- _Task to carry out_
Once the line containing "of the teal" is located, give it again exactly, together with each line that follows it to the end of the entries, and add nothing else.

- _Recorded information_

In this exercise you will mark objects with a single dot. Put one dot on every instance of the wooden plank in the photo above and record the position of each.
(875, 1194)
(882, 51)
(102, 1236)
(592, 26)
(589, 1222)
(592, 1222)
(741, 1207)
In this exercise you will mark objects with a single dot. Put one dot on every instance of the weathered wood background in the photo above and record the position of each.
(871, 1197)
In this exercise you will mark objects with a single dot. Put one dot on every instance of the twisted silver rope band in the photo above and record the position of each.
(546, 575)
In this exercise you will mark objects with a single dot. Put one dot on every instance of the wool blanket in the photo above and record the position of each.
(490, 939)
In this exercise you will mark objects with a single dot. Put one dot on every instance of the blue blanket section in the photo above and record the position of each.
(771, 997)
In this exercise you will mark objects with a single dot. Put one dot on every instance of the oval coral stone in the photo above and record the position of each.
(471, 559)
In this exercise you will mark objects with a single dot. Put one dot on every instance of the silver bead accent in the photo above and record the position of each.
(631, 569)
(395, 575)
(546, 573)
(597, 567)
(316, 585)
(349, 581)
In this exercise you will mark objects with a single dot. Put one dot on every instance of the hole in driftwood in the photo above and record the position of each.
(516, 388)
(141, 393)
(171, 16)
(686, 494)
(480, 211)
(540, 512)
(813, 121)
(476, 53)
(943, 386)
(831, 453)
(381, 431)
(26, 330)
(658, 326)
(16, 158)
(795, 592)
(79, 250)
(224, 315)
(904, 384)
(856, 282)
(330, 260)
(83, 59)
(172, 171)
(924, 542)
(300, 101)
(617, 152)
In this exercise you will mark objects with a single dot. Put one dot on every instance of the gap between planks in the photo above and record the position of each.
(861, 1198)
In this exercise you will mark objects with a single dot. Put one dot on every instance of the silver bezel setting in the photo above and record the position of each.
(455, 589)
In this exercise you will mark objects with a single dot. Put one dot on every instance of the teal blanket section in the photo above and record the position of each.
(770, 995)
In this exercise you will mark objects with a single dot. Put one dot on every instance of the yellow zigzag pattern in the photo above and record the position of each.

- _Finished exercise_
In this exercise you will mark objects with a single dot. Put one dot on every instance of the teal blanket section in the photo above and record the position of each.
(770, 995)
In this exercise you will mark objects with a single dot. Put one dot on every instance of the yellow zigzag pattern in the photo above and record the position of each.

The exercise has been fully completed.